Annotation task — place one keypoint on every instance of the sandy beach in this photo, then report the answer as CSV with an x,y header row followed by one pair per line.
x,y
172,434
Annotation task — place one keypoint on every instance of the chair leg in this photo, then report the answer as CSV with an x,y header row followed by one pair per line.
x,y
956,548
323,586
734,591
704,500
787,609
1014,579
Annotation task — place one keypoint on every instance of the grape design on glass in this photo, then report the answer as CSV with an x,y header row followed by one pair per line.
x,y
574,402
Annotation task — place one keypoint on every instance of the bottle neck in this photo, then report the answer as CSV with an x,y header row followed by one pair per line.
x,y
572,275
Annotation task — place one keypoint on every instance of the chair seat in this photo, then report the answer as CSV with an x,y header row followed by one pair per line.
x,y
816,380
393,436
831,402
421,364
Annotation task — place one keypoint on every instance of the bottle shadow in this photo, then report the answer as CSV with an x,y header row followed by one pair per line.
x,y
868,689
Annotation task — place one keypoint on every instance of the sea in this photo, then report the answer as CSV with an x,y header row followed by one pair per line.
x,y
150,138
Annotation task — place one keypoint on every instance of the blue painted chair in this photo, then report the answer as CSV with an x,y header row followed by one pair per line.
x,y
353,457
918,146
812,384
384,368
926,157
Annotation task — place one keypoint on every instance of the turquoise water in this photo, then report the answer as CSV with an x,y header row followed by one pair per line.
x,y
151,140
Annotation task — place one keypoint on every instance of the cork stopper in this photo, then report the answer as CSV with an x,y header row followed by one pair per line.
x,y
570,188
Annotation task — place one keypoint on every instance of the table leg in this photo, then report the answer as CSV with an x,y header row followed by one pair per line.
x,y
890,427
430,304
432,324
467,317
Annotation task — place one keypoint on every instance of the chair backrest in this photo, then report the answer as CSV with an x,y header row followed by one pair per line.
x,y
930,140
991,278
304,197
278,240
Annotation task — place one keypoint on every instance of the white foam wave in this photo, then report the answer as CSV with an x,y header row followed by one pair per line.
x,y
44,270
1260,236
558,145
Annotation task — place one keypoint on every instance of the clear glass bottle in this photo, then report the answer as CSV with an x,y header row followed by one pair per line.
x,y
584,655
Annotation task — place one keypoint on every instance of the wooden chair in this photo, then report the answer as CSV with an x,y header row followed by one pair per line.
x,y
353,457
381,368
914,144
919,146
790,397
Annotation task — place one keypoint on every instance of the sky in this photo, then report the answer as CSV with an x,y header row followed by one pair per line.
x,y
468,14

----------------------------------------

= Problem details =
Take the line that contains "sky in this" and every line after it to the end of the entries above, and reproduce them exactly.

= Answer to this exercise =
Annotation task — place one keypoint on every instance of the sky in this photo, then report the answer as CSV with an x,y header row followed by one pair per line.
x,y
468,14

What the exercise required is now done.